→ What to work on
Copy every line of the data that includes the string "building".

→ Recorded data
□ □ □

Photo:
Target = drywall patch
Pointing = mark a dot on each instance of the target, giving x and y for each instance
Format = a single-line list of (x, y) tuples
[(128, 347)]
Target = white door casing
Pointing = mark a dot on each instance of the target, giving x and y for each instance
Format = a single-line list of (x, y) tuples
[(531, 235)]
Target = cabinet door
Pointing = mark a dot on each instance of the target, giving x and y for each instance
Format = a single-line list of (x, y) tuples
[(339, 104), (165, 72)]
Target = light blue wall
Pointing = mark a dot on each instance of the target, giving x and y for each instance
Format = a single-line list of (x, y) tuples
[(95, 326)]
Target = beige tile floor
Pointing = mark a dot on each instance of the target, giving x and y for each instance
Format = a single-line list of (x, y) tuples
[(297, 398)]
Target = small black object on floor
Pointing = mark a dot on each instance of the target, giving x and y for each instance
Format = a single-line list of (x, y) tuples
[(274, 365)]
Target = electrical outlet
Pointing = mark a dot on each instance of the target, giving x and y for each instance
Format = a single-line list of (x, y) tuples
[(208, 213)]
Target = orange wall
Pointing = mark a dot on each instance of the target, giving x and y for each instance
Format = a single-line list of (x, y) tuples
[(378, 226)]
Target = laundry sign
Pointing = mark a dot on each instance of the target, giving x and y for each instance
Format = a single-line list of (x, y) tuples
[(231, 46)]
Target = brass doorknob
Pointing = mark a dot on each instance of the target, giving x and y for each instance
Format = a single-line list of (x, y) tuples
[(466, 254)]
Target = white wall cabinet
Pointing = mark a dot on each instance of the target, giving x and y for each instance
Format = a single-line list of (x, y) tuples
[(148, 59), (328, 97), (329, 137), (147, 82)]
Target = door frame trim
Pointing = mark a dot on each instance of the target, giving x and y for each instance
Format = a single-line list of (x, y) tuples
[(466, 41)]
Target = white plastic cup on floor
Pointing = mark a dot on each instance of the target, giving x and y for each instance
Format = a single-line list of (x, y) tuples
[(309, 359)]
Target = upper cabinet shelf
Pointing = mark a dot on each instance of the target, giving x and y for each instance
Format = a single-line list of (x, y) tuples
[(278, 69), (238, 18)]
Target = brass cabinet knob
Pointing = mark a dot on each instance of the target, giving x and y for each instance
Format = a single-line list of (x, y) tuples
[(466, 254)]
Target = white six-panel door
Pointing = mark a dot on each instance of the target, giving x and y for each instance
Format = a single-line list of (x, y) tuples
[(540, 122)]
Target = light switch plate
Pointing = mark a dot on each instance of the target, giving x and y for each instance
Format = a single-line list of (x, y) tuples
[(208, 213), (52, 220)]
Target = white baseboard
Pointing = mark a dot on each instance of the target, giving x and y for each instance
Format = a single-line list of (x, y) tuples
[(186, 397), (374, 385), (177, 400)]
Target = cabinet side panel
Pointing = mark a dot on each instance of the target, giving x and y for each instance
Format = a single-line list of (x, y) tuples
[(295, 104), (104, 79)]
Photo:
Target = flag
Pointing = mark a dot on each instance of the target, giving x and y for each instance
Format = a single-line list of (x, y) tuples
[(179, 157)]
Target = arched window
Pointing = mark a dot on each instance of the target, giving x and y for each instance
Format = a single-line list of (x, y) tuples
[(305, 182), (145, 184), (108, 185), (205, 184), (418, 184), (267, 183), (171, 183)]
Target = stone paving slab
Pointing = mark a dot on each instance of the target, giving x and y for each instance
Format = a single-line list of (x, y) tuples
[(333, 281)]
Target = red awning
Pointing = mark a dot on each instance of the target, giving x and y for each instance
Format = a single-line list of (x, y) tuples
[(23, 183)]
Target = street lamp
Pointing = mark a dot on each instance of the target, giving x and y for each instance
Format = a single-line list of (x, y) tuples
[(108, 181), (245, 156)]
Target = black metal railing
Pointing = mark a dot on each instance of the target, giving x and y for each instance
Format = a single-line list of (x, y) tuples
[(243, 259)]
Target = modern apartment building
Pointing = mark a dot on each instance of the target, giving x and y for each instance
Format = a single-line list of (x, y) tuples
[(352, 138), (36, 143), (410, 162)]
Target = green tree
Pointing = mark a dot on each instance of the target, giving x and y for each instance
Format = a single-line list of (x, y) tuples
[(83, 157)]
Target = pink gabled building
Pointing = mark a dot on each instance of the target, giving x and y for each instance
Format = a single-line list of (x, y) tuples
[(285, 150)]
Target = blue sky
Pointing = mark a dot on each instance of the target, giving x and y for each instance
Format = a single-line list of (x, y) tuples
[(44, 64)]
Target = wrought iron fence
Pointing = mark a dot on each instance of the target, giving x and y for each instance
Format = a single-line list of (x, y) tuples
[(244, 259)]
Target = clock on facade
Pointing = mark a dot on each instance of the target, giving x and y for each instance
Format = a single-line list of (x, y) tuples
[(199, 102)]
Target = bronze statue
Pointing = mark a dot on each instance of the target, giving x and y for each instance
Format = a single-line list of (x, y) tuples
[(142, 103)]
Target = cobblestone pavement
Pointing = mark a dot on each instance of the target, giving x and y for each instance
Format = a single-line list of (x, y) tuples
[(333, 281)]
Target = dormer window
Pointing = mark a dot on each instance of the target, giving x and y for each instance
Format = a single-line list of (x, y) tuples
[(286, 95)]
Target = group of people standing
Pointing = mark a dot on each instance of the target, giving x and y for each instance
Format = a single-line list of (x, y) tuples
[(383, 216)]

□ □ □

→ Solved exercise
Target = modern apartment building
Target = pink gabled building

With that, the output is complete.